*** Begin section ***

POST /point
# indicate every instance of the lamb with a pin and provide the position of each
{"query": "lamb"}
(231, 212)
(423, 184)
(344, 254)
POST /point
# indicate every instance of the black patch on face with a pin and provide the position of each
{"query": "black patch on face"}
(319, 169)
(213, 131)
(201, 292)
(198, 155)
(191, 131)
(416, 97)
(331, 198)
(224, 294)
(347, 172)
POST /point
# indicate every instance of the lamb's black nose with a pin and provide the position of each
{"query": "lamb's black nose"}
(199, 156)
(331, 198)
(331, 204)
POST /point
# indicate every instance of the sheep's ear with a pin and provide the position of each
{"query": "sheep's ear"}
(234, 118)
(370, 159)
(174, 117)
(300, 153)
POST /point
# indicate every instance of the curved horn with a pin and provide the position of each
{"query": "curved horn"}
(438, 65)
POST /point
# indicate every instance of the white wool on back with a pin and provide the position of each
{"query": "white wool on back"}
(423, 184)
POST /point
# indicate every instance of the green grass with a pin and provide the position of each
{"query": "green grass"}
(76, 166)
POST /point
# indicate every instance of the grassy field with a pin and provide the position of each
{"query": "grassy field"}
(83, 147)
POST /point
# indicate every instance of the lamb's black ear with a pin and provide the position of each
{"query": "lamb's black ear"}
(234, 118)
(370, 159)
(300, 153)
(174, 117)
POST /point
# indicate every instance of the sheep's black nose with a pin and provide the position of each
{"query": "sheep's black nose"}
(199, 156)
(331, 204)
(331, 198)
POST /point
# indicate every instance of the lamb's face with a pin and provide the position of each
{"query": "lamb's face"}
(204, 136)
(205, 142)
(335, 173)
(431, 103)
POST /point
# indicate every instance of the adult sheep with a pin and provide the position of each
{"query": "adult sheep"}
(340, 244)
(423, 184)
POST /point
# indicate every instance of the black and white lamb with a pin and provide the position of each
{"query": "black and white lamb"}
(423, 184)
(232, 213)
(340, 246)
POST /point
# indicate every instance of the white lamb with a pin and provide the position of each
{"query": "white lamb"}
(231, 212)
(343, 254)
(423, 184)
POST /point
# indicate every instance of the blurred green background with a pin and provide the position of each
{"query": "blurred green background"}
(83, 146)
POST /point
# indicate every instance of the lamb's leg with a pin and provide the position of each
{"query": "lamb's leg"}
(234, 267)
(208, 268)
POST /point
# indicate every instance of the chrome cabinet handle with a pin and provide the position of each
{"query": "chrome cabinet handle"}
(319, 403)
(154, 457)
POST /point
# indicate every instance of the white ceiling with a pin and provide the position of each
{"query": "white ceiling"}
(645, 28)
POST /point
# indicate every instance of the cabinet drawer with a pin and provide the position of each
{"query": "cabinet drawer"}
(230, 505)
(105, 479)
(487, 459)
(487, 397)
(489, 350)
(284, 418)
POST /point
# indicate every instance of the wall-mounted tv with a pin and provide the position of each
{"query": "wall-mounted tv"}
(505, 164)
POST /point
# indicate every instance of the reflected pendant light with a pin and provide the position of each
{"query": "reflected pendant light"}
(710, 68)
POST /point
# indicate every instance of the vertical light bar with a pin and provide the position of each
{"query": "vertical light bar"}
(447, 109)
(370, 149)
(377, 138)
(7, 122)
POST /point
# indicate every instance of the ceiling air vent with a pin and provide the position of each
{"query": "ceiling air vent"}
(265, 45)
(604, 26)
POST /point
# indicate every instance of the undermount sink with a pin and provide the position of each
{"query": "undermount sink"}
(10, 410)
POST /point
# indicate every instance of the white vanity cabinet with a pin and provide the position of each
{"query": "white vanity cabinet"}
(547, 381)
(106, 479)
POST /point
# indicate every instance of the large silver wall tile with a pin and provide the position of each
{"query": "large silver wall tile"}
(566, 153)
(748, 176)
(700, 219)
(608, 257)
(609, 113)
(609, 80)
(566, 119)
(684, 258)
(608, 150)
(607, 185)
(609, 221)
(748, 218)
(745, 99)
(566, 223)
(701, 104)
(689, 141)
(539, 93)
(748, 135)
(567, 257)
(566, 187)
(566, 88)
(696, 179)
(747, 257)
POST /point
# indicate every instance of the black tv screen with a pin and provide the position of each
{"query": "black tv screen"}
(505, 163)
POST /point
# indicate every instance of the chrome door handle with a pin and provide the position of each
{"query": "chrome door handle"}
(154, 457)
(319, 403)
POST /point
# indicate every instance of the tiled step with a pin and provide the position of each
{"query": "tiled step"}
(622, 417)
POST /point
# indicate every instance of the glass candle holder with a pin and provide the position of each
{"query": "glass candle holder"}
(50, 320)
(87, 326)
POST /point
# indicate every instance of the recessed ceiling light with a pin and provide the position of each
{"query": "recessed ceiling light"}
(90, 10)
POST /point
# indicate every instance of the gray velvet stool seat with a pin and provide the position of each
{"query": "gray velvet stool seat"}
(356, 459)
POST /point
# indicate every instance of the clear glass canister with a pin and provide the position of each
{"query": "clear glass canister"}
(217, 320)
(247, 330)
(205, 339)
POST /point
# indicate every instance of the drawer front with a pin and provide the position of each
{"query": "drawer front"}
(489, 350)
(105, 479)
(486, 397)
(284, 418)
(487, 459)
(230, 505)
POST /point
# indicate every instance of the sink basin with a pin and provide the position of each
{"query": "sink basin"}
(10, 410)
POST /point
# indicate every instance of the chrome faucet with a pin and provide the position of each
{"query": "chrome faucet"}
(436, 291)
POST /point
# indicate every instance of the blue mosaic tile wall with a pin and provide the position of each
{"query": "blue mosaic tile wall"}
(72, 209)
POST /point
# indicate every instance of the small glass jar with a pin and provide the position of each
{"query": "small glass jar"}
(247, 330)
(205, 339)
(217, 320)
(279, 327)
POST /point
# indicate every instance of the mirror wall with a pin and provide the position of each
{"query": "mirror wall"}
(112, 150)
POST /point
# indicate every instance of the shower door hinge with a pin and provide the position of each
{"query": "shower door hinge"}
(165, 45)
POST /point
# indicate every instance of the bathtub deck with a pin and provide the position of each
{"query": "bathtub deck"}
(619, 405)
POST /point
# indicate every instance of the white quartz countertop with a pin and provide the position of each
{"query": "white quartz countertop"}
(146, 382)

*** End section ***

All lines above from the line with "# indicate every instance of the undermount" through the line with "# indicate every instance of the white vanity", both included, are to be set down exactly, with nothing else.

# indicate every instance of the undermount sink with a pin and provide the position of each
{"query": "undermount sink"}
(10, 410)
POST /point
# indicate every instance of the white vanity cabinet with a pin and provide the position of each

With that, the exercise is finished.